対象の文章:

大赤字「幸楽苑」創業者の社長復帰で期待がかかる「原点回帰」

 5月15日、ラーメンチェーン「幸楽苑」を運営する幸楽苑ホールディングス(HD)は、6月23日付けで新井田昇社長が退任し、父親で創業者の新井田傳相談役が会長兼社長に就任すると発表した。

「幸楽苑HDは同日発表した23年3月期連結決算の純損益が28億5800万円の赤字(前期は3億7400万円の黒字)となるなど業績が低迷しており、『当社の発展のためには創業者の復帰が最善と判断した』と説明しています。傳氏の社長復帰はおよそ6年ぶりのことで、現社長の昇氏は取締役からも退任する予定だといいます」(社会部記者)

 昇氏は18年11月に傳氏から席を譲り受ける形で社長に就任すると、不採算店を「いきなり!ステーキ」や「焼肉ライク」などに業態転換させたが、新型コロナウイルスの影響などもあって営業利益は右肩が下がりとなり、就任当初はおよそ500店あった店舗も一時は400店を割り込むまでに減少していた。

「そうした中での傳氏の社長復帰には、幸楽苑の昔からのファンから原点回帰を求める声が多く寄せられています。おそらく、多くの幸楽苑ファンは290円で中華そばを提供していた頃を懐かしんでいるのだと思いますが、現在は原材料価格や人件費も高騰しているので、それはさすがに難しい(現在は490円)。幸楽苑HDは『定番メニューの絞り込みによる原点回帰を推し進める』としていますが、それがファンが願う原点回帰と合致するのかどうか。今後に注目です」(経済ジャーナリスト)

 傳氏は今年で79歳になるが、どこまで立て直すことができるのだろうか。

課題のねらい: 幸楽苑の記事にある「傳氏は今年で79歳になるが、どこまで立て直すことができるのだろうか。」という文を英語に訳しなさい。 データは幸楽苑の記事とは別の資料である。

提供データ:
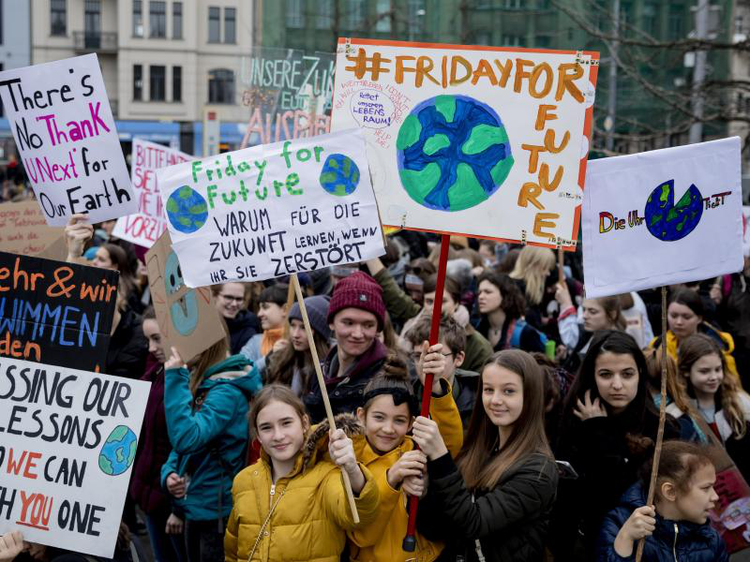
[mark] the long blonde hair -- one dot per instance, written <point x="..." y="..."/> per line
<point x="533" y="266"/>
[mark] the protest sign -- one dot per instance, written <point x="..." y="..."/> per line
<point x="23" y="229"/>
<point x="288" y="93"/>
<point x="64" y="130"/>
<point x="145" y="226"/>
<point x="677" y="209"/>
<point x="188" y="319"/>
<point x="272" y="210"/>
<point x="54" y="312"/>
<point x="477" y="141"/>
<point x="69" y="442"/>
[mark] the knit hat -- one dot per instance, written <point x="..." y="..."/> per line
<point x="359" y="290"/>
<point x="317" y="312"/>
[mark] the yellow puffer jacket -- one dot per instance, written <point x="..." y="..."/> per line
<point x="312" y="514"/>
<point x="381" y="540"/>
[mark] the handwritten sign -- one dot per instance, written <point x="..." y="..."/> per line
<point x="479" y="141"/>
<point x="66" y="453"/>
<point x="23" y="229"/>
<point x="272" y="210"/>
<point x="145" y="227"/>
<point x="288" y="93"/>
<point x="63" y="126"/>
<point x="662" y="217"/>
<point x="188" y="319"/>
<point x="54" y="312"/>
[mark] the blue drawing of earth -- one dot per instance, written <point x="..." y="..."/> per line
<point x="340" y="175"/>
<point x="669" y="222"/>
<point x="187" y="210"/>
<point x="453" y="153"/>
<point x="118" y="451"/>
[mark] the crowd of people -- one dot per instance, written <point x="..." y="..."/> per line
<point x="543" y="417"/>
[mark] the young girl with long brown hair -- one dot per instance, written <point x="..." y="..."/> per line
<point x="493" y="503"/>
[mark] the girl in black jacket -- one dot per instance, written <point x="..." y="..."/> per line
<point x="494" y="502"/>
<point x="608" y="427"/>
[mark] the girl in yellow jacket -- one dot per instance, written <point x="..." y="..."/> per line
<point x="390" y="406"/>
<point x="291" y="504"/>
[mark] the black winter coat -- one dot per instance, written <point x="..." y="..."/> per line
<point x="672" y="540"/>
<point x="509" y="522"/>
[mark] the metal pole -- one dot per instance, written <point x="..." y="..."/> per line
<point x="699" y="71"/>
<point x="609" y="142"/>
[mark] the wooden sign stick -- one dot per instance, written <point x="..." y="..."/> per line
<point x="662" y="415"/>
<point x="323" y="391"/>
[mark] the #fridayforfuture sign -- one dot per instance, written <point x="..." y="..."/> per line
<point x="68" y="446"/>
<point x="145" y="226"/>
<point x="479" y="141"/>
<point x="272" y="210"/>
<point x="64" y="130"/>
<point x="662" y="217"/>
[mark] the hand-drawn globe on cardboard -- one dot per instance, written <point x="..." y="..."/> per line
<point x="453" y="153"/>
<point x="187" y="210"/>
<point x="340" y="175"/>
<point x="118" y="451"/>
<point x="669" y="222"/>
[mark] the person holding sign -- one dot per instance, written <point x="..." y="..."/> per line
<point x="356" y="314"/>
<point x="494" y="502"/>
<point x="291" y="505"/>
<point x="206" y="409"/>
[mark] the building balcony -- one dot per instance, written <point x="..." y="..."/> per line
<point x="91" y="42"/>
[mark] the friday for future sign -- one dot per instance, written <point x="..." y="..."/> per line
<point x="272" y="210"/>
<point x="68" y="444"/>
<point x="63" y="127"/>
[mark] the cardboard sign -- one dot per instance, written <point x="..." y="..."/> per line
<point x="272" y="210"/>
<point x="145" y="226"/>
<point x="64" y="130"/>
<point x="662" y="217"/>
<point x="477" y="141"/>
<point x="23" y="229"/>
<point x="67" y="453"/>
<point x="188" y="319"/>
<point x="288" y="93"/>
<point x="54" y="312"/>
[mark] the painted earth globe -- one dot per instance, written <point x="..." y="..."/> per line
<point x="118" y="451"/>
<point x="453" y="153"/>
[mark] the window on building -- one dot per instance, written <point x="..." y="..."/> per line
<point x="214" y="24"/>
<point x="176" y="83"/>
<point x="137" y="18"/>
<point x="58" y="17"/>
<point x="157" y="24"/>
<point x="221" y="86"/>
<point x="354" y="14"/>
<point x="137" y="82"/>
<point x="324" y="15"/>
<point x="295" y="15"/>
<point x="230" y="25"/>
<point x="157" y="83"/>
<point x="177" y="20"/>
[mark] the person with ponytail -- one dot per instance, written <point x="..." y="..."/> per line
<point x="608" y="428"/>
<point x="494" y="502"/>
<point x="717" y="396"/>
<point x="291" y="504"/>
<point x="205" y="403"/>
<point x="390" y="406"/>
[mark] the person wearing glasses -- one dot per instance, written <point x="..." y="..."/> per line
<point x="231" y="302"/>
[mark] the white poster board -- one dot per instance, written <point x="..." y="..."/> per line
<point x="662" y="217"/>
<point x="145" y="226"/>
<point x="64" y="130"/>
<point x="477" y="141"/>
<point x="272" y="210"/>
<point x="66" y="453"/>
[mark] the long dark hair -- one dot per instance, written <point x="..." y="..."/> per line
<point x="480" y="467"/>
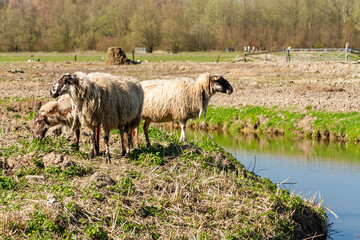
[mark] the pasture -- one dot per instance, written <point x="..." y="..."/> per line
<point x="170" y="189"/>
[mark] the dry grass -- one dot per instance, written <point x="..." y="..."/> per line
<point x="168" y="191"/>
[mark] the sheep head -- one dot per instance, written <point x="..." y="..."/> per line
<point x="220" y="84"/>
<point x="40" y="126"/>
<point x="63" y="85"/>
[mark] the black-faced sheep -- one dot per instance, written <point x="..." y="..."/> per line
<point x="54" y="113"/>
<point x="103" y="101"/>
<point x="180" y="99"/>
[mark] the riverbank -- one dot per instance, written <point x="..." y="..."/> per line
<point x="311" y="123"/>
<point x="170" y="190"/>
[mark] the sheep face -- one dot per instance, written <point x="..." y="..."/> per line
<point x="63" y="84"/>
<point x="220" y="84"/>
<point x="40" y="126"/>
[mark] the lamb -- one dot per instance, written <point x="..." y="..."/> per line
<point x="103" y="101"/>
<point x="180" y="99"/>
<point x="54" y="113"/>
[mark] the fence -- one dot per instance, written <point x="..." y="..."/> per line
<point x="140" y="50"/>
<point x="319" y="54"/>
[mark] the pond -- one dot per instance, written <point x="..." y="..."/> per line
<point x="330" y="172"/>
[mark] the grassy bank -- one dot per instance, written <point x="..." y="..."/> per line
<point x="312" y="123"/>
<point x="168" y="191"/>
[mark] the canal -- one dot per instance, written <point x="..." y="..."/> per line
<point x="328" y="172"/>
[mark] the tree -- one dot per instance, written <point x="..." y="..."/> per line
<point x="145" y="25"/>
<point x="173" y="29"/>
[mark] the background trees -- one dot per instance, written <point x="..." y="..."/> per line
<point x="177" y="25"/>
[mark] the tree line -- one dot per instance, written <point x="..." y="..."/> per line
<point x="177" y="25"/>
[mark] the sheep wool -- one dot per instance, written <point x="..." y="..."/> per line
<point x="105" y="101"/>
<point x="180" y="99"/>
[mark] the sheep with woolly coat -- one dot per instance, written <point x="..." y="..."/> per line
<point x="180" y="99"/>
<point x="54" y="113"/>
<point x="103" y="101"/>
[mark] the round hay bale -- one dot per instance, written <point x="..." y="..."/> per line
<point x="116" y="56"/>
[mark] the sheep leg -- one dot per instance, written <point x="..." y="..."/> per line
<point x="129" y="133"/>
<point x="97" y="140"/>
<point x="93" y="139"/>
<point x="182" y="135"/>
<point x="77" y="138"/>
<point x="135" y="135"/>
<point x="122" y="141"/>
<point x="106" y="141"/>
<point x="146" y="128"/>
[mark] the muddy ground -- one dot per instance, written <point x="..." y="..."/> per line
<point x="297" y="85"/>
<point x="322" y="85"/>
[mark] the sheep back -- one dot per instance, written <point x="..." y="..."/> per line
<point x="109" y="101"/>
<point x="168" y="100"/>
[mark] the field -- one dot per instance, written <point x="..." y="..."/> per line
<point x="147" y="191"/>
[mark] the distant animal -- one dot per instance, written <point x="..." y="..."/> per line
<point x="103" y="101"/>
<point x="54" y="113"/>
<point x="180" y="99"/>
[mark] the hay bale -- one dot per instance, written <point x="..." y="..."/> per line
<point x="116" y="56"/>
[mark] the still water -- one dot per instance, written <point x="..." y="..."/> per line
<point x="328" y="171"/>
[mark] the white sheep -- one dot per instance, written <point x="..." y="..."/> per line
<point x="103" y="101"/>
<point x="180" y="99"/>
<point x="54" y="113"/>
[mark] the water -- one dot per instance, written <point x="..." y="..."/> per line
<point x="328" y="171"/>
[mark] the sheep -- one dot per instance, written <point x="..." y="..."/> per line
<point x="54" y="113"/>
<point x="103" y="100"/>
<point x="180" y="99"/>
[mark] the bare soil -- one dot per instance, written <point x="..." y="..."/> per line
<point x="326" y="86"/>
<point x="323" y="85"/>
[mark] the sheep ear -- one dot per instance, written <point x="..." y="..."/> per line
<point x="72" y="79"/>
<point x="46" y="120"/>
<point x="214" y="77"/>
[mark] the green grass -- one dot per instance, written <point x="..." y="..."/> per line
<point x="170" y="190"/>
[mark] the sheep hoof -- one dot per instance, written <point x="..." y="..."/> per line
<point x="123" y="153"/>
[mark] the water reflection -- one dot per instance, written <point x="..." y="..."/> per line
<point x="329" y="170"/>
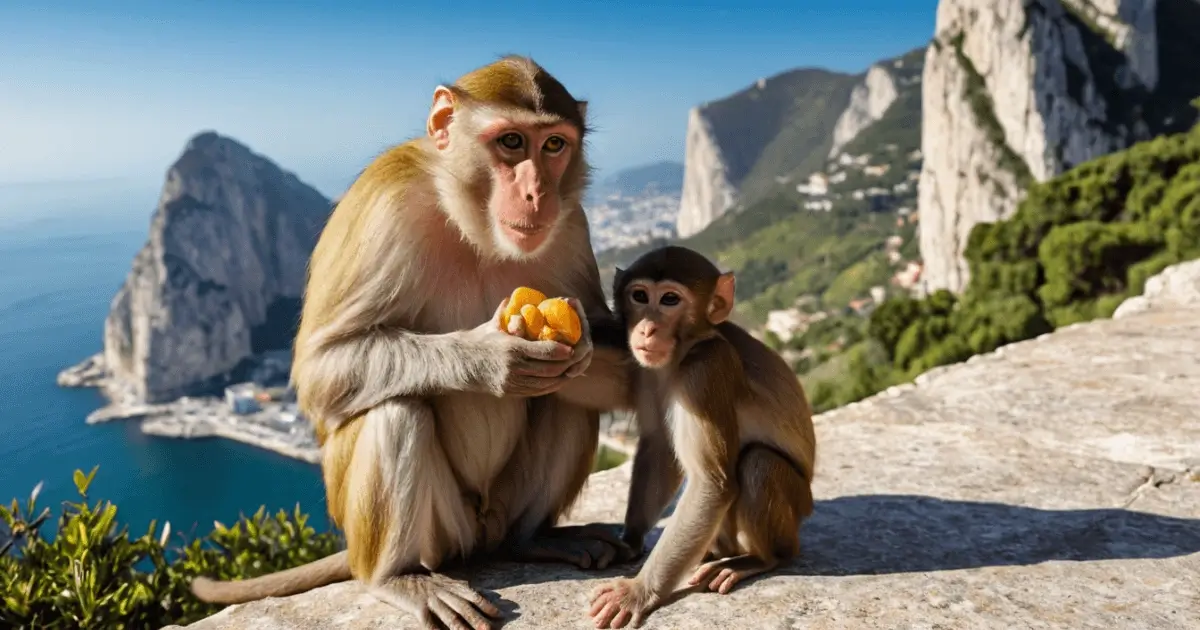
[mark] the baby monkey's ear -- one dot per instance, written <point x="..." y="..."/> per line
<point x="721" y="305"/>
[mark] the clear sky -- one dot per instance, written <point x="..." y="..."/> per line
<point x="114" y="88"/>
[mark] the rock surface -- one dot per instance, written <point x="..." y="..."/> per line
<point x="868" y="103"/>
<point x="1017" y="93"/>
<point x="1051" y="484"/>
<point x="220" y="277"/>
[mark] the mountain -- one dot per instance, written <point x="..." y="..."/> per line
<point x="739" y="148"/>
<point x="660" y="178"/>
<point x="1018" y="93"/>
<point x="220" y="277"/>
<point x="826" y="234"/>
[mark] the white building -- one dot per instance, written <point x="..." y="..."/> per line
<point x="241" y="400"/>
<point x="785" y="323"/>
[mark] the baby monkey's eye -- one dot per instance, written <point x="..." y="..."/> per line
<point x="511" y="141"/>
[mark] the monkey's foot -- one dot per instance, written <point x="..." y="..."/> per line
<point x="585" y="546"/>
<point x="724" y="574"/>
<point x="435" y="597"/>
<point x="621" y="601"/>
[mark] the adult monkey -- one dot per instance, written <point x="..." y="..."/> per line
<point x="442" y="435"/>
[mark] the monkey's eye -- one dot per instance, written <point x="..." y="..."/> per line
<point x="511" y="141"/>
<point x="553" y="144"/>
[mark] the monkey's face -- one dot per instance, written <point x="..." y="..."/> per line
<point x="528" y="161"/>
<point x="655" y="313"/>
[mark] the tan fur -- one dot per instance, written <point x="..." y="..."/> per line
<point x="427" y="456"/>
<point x="735" y="418"/>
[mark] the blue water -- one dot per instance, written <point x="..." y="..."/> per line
<point x="64" y="252"/>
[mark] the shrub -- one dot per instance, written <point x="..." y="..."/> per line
<point x="94" y="575"/>
<point x="1077" y="246"/>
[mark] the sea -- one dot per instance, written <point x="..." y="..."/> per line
<point x="65" y="249"/>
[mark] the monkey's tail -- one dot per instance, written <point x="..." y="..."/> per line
<point x="330" y="569"/>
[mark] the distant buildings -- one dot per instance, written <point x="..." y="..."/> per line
<point x="249" y="399"/>
<point x="243" y="400"/>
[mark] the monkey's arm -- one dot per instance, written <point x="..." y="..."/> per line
<point x="707" y="444"/>
<point x="607" y="383"/>
<point x="343" y="376"/>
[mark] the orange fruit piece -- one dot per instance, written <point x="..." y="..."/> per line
<point x="533" y="319"/>
<point x="562" y="321"/>
<point x="521" y="297"/>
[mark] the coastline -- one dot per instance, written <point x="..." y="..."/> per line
<point x="271" y="427"/>
<point x="195" y="418"/>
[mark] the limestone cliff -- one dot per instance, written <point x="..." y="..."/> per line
<point x="868" y="103"/>
<point x="743" y="144"/>
<point x="220" y="276"/>
<point x="1017" y="93"/>
<point x="1051" y="484"/>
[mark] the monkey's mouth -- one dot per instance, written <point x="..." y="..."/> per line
<point x="528" y="229"/>
<point x="652" y="357"/>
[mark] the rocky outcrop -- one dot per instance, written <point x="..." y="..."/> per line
<point x="1017" y="93"/>
<point x="748" y="143"/>
<point x="868" y="103"/>
<point x="1176" y="287"/>
<point x="220" y="277"/>
<point x="1051" y="484"/>
<point x="707" y="190"/>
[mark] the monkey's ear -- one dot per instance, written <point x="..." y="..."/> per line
<point x="438" y="125"/>
<point x="721" y="305"/>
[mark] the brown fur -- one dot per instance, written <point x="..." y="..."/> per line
<point x="435" y="445"/>
<point x="736" y="419"/>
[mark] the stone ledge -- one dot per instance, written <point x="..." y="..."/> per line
<point x="1051" y="484"/>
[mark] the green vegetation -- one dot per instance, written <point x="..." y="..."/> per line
<point x="607" y="459"/>
<point x="94" y="575"/>
<point x="783" y="130"/>
<point x="1077" y="247"/>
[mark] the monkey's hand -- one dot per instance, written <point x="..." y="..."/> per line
<point x="523" y="367"/>
<point x="621" y="601"/>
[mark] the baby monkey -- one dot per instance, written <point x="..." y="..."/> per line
<point x="729" y="411"/>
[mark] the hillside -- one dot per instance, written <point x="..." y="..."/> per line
<point x="1051" y="485"/>
<point x="829" y="228"/>
<point x="1020" y="93"/>
<point x="1078" y="246"/>
<point x="738" y="145"/>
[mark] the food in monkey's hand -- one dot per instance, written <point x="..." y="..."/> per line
<point x="545" y="318"/>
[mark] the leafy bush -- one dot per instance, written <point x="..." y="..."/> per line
<point x="94" y="575"/>
<point x="1075" y="249"/>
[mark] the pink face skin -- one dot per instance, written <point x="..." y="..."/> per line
<point x="658" y="309"/>
<point x="529" y="161"/>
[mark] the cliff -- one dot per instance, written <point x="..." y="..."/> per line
<point x="1017" y="93"/>
<point x="1051" y="484"/>
<point x="743" y="144"/>
<point x="220" y="277"/>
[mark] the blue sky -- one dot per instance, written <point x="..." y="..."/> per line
<point x="113" y="89"/>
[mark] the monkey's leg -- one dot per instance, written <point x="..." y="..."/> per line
<point x="655" y="479"/>
<point x="405" y="514"/>
<point x="767" y="514"/>
<point x="541" y="481"/>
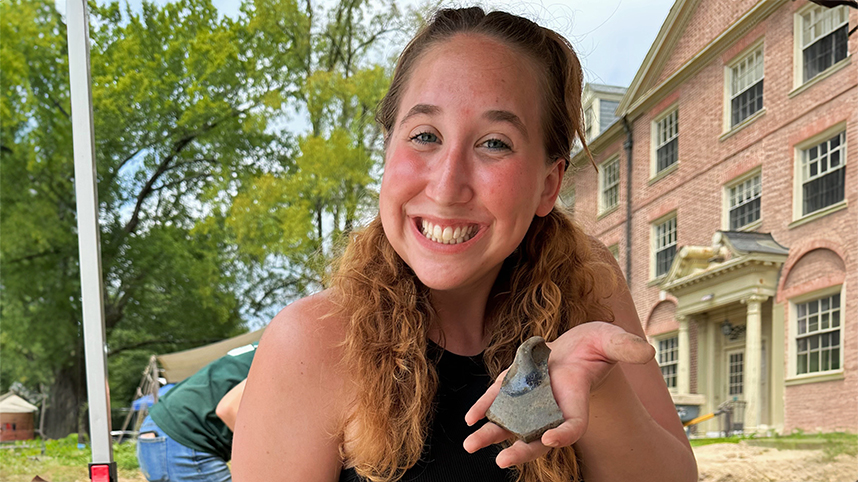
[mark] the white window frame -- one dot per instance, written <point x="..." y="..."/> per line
<point x="673" y="353"/>
<point x="798" y="166"/>
<point x="737" y="60"/>
<point x="739" y="71"/>
<point x="792" y="349"/>
<point x="800" y="42"/>
<point x="658" y="140"/>
<point x="614" y="249"/>
<point x="606" y="183"/>
<point x="655" y="242"/>
<point x="728" y="200"/>
<point x="591" y="120"/>
<point x="729" y="383"/>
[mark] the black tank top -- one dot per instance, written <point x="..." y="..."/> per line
<point x="461" y="381"/>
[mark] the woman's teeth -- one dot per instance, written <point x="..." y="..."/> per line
<point x="448" y="234"/>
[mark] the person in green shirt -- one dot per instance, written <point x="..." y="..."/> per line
<point x="187" y="436"/>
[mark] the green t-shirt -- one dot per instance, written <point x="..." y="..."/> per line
<point x="187" y="412"/>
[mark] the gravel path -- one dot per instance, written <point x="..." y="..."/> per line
<point x="746" y="463"/>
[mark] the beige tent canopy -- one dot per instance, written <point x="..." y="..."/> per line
<point x="182" y="364"/>
<point x="11" y="403"/>
<point x="16" y="418"/>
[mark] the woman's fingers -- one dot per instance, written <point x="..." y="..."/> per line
<point x="628" y="348"/>
<point x="479" y="409"/>
<point x="520" y="452"/>
<point x="486" y="435"/>
<point x="571" y="389"/>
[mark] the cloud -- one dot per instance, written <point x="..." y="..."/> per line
<point x="611" y="37"/>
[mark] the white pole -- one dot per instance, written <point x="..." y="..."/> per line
<point x="88" y="232"/>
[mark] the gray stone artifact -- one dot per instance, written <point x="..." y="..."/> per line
<point x="525" y="405"/>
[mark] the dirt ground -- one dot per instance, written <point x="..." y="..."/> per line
<point x="746" y="463"/>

解答欄: Den Niida turns 79 this year, but how far will he be able to turn the company around?